#### Passage provided:
——

The CLUAS Archive: 1998 - 2011

02

John Carney's 'Once' was released in France on 14 November - and it has enjoyed reasonable success.

The French poster for 'Once'With only 54 copies distributed (compared to 364 for 'American Gangster', released on the same day), the low-budget Irish film has attracted an impressive 47,343 cinema-goers in its first two weeks, putting it at no. 20 in the French box office chart (American Gangster, third in the table behind Saw IV, has almost 730,000 punters).

French reviewers have been quite positive too. The general consensus is along the lines of 'the songs and the charm make up for its faults'. Widely-read cultural weekly Telerama's opinion was typical: its review emphasised the key role of the 'glum rock' songs in the storytelling, and praised Glen Hansard and Marketa Irglova for their performances.

Your blogger saw 'Once' in a Paris arthouse cinema this weekend. The film certainly has its charms, most of all Hansard as the likeable hero (we were about to write 'likeable busker', but that'd be going too far with the suspension of disbelief). But Irglova's part was seriously underwritten; her lines were not so much dialogue as stage directions ("I have to go now" umpteen times) and plot markers, with no sense of her character having any emotional depth or development. Perhaps Carney, maker of the brilliant 'Bachelors Walk', just can't write a convincing female role; there was Marcella Plunkett being the dreamy two-dimensional love interest, just like in the TV series.

And the songs aren't really good enough to win over Frames-doubters the way they do in the film; bland, generic love-and-angst lyrics delivered in Hansard's trademark quiet-to-loud style. But his melodies - especially 'Falling Slowly' - are strong and memorable, like the best of his songs. The more adventurous James Blunt fan may be swayed by them, though we know that's damning Hansard and Irglova with faint praise.

——

#### Instruction 1:
Reproduce the post about 'Once' in France from "John Carney's 'Once'" up to and including "almost 730,000 punters).".

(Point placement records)
——

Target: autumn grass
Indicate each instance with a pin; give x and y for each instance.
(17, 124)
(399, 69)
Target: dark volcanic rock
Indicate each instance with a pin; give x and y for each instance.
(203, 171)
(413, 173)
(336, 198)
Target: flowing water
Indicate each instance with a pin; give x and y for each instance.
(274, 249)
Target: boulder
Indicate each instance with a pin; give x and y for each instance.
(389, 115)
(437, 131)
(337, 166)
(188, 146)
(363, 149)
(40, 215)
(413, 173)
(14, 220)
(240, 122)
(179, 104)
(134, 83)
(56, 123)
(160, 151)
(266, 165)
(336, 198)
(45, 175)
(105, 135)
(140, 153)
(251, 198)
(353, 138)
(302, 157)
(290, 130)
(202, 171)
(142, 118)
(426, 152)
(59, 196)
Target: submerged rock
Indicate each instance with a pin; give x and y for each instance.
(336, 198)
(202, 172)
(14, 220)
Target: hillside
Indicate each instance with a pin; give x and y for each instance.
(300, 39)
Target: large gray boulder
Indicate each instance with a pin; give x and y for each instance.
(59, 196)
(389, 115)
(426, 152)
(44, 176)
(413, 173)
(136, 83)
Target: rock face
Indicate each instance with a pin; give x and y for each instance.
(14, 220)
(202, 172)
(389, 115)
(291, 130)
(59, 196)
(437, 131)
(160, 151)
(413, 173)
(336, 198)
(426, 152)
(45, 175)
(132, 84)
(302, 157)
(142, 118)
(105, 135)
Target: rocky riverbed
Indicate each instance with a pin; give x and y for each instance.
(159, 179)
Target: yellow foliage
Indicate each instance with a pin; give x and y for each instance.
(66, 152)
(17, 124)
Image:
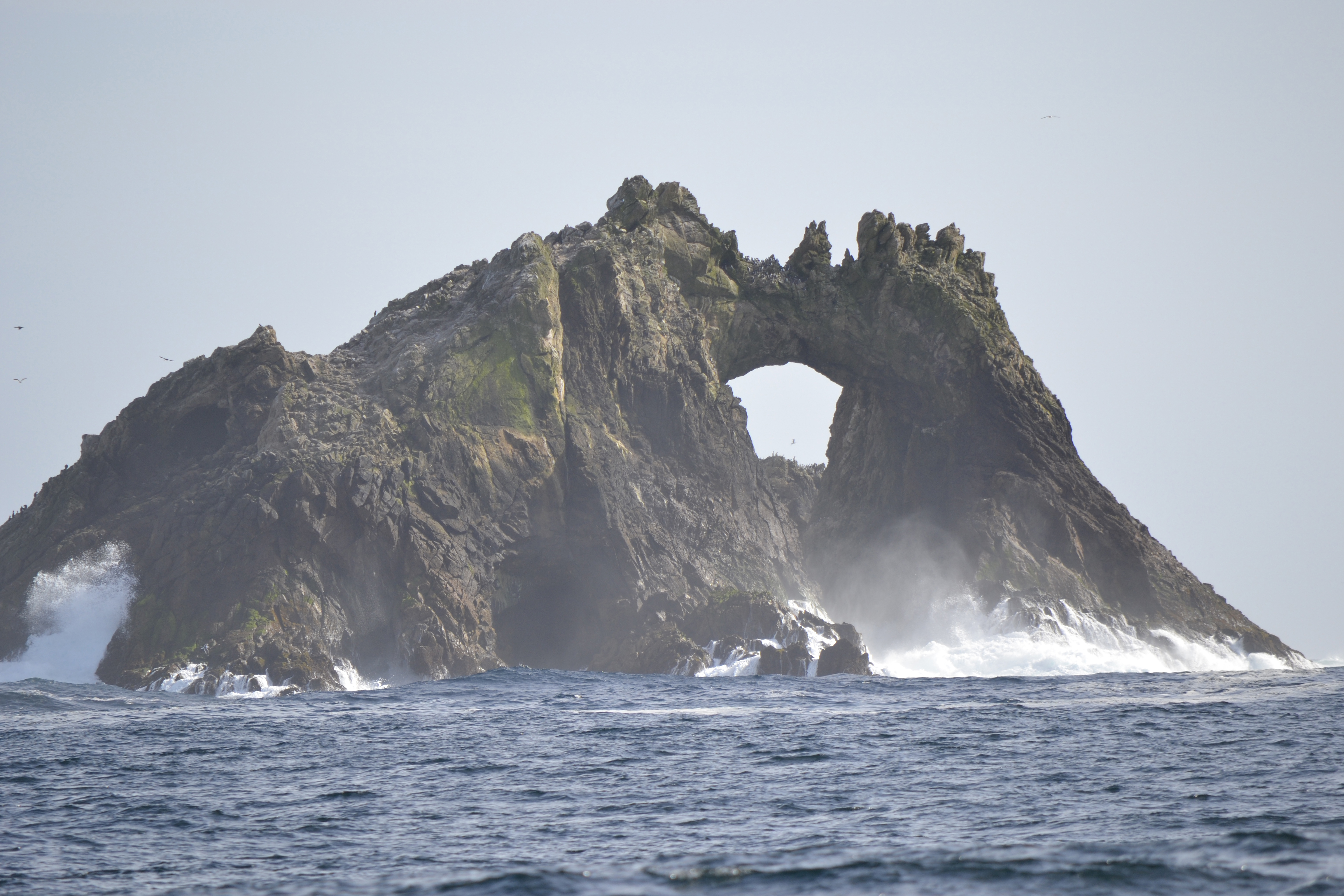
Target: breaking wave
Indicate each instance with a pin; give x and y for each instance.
(1019, 639)
(197, 679)
(73, 613)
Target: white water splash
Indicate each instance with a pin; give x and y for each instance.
(351, 680)
(1065, 641)
(193, 679)
(73, 615)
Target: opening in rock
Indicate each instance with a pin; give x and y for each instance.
(201, 432)
(790, 412)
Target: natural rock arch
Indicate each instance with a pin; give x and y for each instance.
(536, 460)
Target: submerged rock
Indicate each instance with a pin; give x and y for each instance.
(536, 460)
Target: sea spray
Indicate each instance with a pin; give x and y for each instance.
(1016, 637)
(72, 616)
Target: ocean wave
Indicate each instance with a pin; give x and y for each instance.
(73, 613)
(1018, 637)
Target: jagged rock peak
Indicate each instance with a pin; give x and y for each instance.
(537, 459)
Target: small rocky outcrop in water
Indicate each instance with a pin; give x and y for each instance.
(537, 460)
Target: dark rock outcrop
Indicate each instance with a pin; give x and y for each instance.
(843, 657)
(536, 460)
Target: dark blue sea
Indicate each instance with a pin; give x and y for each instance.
(568, 782)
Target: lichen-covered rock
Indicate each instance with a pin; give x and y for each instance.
(537, 460)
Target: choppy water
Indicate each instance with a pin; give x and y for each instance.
(565, 782)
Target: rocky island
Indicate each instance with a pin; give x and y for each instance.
(537, 460)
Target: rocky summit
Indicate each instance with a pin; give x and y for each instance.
(537, 460)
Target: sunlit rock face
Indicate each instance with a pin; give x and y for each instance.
(537, 460)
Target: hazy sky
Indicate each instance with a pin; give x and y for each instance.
(174, 174)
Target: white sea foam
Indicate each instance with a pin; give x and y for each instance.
(73, 613)
(970, 641)
(353, 680)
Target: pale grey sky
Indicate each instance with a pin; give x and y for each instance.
(173, 175)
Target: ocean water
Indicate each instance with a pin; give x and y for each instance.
(526, 781)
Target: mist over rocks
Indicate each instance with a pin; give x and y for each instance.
(536, 460)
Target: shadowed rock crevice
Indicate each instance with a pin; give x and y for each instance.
(537, 460)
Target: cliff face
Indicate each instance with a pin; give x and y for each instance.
(536, 460)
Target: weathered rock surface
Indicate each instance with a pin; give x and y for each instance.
(536, 460)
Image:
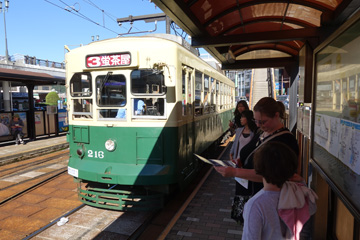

——

#### Instruction 2:
Swap "pin" for "marker" in the records, from the line with "Target: white sea foam" up to and including the last line of the records, and give those lines again with nothing else changed. Leave the pictures out of your answer.

#### Exercise response 1:
John Carney's 'Once' was released in France on 14 November - and it has enjoyed reasonable success.

The French poster for 'Once'With only 54 copies distributed (compared to 364 for 'American Gangster', released on the same day), the low-budget Irish film has attracted an impressive 47,343 cinema-goers in its first two weeks, putting it at no. 20 in the French box office chart (American Gangster, third in the table behind Saw IV, has almost 730,000 punters).

#### Exercise response 2:
Target: white sea foam
Indicate each instance with a marker; give x and y for each instance.
(73, 613)
(970, 641)
(353, 680)
Target: pale grey sky
Indicate each instance with a marker; give x and y for each instance.
(173, 175)
Target: ocean water
Indicate each instance with a marker; give x and y for each instance.
(526, 781)
Target: mist over rocks
Indicate each instance with a marker; give x and y for each instance.
(536, 460)
Target: shadowed rock crevice
Indicate each instance with a marker; give x and y for each instance.
(537, 460)
Target: cliff face
Indicate each instance with a marker; give x and y for each instance.
(536, 460)
Target: weathered rock surface
Indicate each instance with a marker; give x and y for each instance.
(536, 460)
Image:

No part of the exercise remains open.